[START]

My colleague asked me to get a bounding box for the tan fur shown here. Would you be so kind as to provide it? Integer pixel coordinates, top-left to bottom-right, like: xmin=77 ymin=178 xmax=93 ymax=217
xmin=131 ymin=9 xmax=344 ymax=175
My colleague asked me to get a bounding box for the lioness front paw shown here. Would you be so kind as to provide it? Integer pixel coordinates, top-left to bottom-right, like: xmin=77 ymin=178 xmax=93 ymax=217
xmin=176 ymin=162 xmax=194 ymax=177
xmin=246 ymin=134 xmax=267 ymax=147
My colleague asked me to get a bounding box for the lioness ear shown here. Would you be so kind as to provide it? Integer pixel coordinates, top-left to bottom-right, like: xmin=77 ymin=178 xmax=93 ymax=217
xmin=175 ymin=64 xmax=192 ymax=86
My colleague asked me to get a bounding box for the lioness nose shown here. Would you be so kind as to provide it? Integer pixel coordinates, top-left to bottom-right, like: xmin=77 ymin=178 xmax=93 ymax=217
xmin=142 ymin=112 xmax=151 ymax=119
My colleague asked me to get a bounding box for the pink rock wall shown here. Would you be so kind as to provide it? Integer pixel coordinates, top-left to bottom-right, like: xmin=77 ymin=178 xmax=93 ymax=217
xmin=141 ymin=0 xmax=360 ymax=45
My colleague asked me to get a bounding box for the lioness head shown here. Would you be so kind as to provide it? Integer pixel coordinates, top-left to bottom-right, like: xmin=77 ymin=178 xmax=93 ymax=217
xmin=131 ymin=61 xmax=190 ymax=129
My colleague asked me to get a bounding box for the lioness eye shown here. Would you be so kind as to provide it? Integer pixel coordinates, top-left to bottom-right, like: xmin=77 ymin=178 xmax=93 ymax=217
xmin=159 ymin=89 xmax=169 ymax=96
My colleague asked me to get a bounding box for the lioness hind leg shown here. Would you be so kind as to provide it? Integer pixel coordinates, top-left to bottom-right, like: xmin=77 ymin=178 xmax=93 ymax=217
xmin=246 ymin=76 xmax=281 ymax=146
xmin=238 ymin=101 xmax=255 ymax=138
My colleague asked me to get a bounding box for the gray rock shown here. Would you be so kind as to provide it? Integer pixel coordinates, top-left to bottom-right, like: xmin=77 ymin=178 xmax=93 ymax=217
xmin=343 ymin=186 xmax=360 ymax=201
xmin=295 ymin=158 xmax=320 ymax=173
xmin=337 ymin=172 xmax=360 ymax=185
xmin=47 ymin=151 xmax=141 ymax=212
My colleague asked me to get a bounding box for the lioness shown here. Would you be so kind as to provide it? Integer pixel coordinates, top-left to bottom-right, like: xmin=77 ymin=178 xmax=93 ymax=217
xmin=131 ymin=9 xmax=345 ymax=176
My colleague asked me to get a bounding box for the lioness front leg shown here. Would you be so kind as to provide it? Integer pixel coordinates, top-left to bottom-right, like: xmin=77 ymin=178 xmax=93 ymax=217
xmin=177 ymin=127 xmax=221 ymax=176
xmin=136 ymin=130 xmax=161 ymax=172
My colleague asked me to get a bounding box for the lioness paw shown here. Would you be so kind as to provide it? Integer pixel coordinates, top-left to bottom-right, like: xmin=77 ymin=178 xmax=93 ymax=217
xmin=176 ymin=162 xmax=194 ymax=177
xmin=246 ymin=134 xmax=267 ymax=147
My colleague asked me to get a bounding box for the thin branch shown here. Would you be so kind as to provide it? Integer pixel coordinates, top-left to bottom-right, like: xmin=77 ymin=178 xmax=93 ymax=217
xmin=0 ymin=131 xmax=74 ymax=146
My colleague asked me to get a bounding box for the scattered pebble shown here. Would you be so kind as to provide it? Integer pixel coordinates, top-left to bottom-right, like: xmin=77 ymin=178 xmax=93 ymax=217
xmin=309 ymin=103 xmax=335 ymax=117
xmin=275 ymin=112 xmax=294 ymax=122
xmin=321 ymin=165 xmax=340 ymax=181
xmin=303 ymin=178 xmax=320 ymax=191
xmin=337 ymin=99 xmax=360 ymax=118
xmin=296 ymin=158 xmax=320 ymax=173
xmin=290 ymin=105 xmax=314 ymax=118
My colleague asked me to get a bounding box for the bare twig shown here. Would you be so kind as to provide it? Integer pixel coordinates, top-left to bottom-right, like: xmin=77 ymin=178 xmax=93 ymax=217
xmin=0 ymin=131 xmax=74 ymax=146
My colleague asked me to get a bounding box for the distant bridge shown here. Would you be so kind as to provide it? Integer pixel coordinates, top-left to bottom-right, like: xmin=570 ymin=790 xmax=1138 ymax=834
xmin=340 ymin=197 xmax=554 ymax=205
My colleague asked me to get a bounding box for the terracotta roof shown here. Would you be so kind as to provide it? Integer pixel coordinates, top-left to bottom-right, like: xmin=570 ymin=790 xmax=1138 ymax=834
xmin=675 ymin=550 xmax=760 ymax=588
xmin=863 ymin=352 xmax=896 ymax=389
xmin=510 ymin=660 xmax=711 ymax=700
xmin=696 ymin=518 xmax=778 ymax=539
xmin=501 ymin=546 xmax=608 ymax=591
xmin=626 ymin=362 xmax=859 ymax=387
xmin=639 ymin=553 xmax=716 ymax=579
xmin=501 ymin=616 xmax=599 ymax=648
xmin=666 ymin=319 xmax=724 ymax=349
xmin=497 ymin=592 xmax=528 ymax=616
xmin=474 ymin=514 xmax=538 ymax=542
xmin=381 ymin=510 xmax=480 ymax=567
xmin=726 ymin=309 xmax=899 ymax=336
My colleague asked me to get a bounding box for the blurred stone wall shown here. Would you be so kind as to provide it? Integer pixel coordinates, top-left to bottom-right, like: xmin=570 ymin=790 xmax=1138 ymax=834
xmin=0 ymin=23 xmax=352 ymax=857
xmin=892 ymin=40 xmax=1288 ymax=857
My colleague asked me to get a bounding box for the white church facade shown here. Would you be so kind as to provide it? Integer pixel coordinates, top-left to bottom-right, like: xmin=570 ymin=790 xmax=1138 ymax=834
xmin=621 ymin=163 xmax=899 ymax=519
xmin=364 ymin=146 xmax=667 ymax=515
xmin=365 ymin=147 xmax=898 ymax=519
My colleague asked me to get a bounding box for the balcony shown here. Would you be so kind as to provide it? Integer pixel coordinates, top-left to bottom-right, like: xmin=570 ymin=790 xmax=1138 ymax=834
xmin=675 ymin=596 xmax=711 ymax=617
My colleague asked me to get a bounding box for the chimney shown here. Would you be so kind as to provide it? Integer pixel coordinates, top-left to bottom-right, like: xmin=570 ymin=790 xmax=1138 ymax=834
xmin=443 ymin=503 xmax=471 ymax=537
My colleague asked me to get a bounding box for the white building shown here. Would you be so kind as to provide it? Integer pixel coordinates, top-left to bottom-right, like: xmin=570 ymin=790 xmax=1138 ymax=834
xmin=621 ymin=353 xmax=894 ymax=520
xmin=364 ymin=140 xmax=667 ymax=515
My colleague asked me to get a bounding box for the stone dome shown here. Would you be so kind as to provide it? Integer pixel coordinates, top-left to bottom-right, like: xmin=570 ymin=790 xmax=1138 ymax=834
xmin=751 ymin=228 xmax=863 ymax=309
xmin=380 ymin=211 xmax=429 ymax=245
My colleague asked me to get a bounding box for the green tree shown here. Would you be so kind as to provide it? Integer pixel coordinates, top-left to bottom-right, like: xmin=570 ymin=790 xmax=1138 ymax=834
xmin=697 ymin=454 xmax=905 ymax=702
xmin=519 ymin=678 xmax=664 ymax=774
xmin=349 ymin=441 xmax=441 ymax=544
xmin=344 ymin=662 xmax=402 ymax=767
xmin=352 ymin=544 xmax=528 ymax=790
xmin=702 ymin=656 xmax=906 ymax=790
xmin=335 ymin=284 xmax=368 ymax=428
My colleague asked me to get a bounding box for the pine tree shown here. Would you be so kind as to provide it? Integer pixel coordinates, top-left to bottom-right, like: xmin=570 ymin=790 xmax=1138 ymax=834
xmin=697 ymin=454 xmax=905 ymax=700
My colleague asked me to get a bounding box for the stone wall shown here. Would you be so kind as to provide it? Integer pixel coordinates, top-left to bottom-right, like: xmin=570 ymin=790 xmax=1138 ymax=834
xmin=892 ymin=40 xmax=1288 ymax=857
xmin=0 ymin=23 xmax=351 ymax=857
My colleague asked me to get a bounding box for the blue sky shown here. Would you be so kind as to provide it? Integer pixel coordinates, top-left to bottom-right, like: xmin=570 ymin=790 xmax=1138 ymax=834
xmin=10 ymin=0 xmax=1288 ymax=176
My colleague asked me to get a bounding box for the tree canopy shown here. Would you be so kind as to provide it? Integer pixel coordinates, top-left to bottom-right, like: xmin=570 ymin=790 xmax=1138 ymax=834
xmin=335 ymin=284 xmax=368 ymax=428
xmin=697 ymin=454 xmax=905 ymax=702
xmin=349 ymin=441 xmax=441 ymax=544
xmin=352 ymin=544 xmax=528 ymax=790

[END]

» TASK GOAL: Write out the lines above starting at the line that contains "for the balcony" and ending at the line that contains "xmin=380 ymin=211 xmax=429 ymax=245", both included, exactly as they appear.

» FULL ANSWER:
My colleague asked me to get a bounding box for the balcony shown here. Would you be so kind as to provide it? Integer pixel coordinates, top-left to bottom-right, like: xmin=570 ymin=790 xmax=1138 ymax=834
xmin=675 ymin=596 xmax=711 ymax=617
My colleague asked me to get a bounding box for the chimney shown here. Would you be so kind as to provide it? Integer pixel coordinates, top-left to bottom-right, like: xmin=570 ymin=790 xmax=1138 ymax=834
xmin=443 ymin=503 xmax=471 ymax=537
My colleague asked me to get a bounding box for the white building shown here. Would you be so kind as to provide it? Integer pixel coordinates, top-left to bottom-right, like: xmin=570 ymin=790 xmax=1138 ymax=834
xmin=621 ymin=353 xmax=894 ymax=520
xmin=364 ymin=140 xmax=667 ymax=515
My colleague asked me to get a bounding box for the stone dome shown here. Would you be so kind as to provide it? Integer pixel coordinates, top-left to bottom-right, like: xmin=570 ymin=790 xmax=1138 ymax=834
xmin=751 ymin=228 xmax=863 ymax=309
xmin=380 ymin=211 xmax=429 ymax=245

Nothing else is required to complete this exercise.